(Entries for pointing and labeling)

──────────

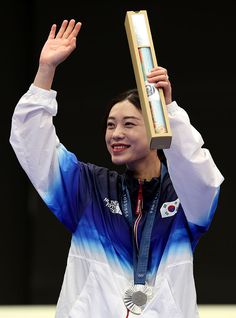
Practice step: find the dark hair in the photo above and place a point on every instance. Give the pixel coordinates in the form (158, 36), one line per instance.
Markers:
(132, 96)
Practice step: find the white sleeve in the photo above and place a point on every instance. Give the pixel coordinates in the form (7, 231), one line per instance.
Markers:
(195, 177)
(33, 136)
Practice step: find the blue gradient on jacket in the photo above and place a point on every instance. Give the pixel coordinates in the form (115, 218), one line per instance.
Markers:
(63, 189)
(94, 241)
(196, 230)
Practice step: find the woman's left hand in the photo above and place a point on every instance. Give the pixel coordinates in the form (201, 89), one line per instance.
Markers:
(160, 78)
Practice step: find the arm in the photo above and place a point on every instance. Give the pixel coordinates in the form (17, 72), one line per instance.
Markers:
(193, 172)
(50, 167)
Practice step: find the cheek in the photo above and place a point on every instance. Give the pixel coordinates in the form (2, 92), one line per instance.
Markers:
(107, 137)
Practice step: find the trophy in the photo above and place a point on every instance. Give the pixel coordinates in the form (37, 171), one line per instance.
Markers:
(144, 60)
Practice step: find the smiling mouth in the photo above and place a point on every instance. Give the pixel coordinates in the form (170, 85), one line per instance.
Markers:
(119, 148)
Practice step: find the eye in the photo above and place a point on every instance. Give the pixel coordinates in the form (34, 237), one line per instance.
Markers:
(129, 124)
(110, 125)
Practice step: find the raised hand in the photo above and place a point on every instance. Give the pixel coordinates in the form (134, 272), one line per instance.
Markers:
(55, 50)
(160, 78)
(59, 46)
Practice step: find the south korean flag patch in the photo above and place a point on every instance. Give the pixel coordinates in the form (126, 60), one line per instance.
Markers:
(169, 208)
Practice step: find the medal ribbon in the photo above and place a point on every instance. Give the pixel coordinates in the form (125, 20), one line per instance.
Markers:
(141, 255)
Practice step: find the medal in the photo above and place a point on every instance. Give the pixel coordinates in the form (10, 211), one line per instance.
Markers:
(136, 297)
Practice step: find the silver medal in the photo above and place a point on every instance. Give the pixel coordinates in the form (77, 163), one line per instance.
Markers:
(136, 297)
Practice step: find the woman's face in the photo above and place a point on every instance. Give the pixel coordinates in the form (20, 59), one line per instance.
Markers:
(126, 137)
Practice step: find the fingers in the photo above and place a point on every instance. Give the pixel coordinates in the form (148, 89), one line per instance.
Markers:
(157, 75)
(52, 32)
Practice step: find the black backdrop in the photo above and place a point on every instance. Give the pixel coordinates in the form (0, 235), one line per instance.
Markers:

──────────

= Task to carry out =
Copy all of the entries above line for line, changing nothing, and leave the pictures out of your copy.

= Worked answer =
Practice step: find the dark hair in the photo above and place a point on every instance. Give the pixel coordinates in the form (158, 36), one line per instance.
Markers:
(132, 96)
Practice step: find the white sleeve in the photo above and place a point on every instance. Give the pixel coordinates in the form (7, 231), one line per instance.
Markers:
(195, 177)
(33, 136)
Practice step: find the blue gradient on jacket in the photo above and place a point on every instance. Give the pixel coordinates in the form (115, 218), one line per instance.
Markers:
(63, 189)
(94, 241)
(196, 230)
Practice step: find the woman's left hand in the photo above and place a point on every instance. Give the pixel coordinates in the form (201, 89), one line per instance.
Markers:
(160, 78)
Practice step: find the arm in the photo above and place a point on every instance. Give the pixel coordinates in the form (17, 72), one line per instance.
Markers:
(193, 172)
(50, 167)
Practice step: find the cheek in the photo above and place a point on every instance. Give the pixel coordinates in the form (2, 92), one line per instance.
Markers:
(107, 137)
Practice step: find the trophy in the photo above and place a point on every instance. Give the pixel coordinates in the form (37, 171), one line per instance.
Markers:
(144, 60)
Practice step: find the smiling mouth in the photo above and place a point on every instance. Give the pixel coordinates in the form (170, 85), one line per instance.
Markers:
(119, 148)
Practice step: find the eye in the photo above and place a point on every instance. Give the pixel coordinates in the form (34, 237), one line per instance.
Markers:
(129, 124)
(110, 125)
Practice step: find the raised hand in the photo above and place a point on every instance. Give the pixel coordinates in the form (134, 272), one line per instance.
Markers:
(55, 50)
(160, 78)
(59, 46)
Practice step: find the south korean flag patch in the photo above and place a point on every instance. Give the pixel coordinates in the form (126, 60), one line per instance.
Markers:
(169, 208)
Practice step: find the medal ribbon in the photo above and place a point on every instance. Give the pixel coordinates in the form (125, 20), one line per instance.
Markers:
(141, 255)
Practice step: find the medal in the photo above and place a point on every instance. Give the pixel coordinates in the form (10, 211), one line per instance.
Markers:
(136, 297)
Practice step: find the silver medal in the photo above and place a point on every instance. Give the pixel coordinates in the form (77, 163), one line per instance.
Markers:
(136, 297)
Practice step: find the woman's face in the photo above and place a point on every instance. Give the pixel coordinates in the form (20, 59), one line per instance.
Markers:
(126, 137)
Practice step: find the fingers in the photo above and place a point on every instance. Give the pixel coordinates in the form (148, 89), one line per instance.
Markers:
(157, 75)
(52, 32)
Practice step: find the black backdrop in the photo above and place a point on every instance. Give the pixel coordinates in the form (0, 235), one line per instance.
Markers:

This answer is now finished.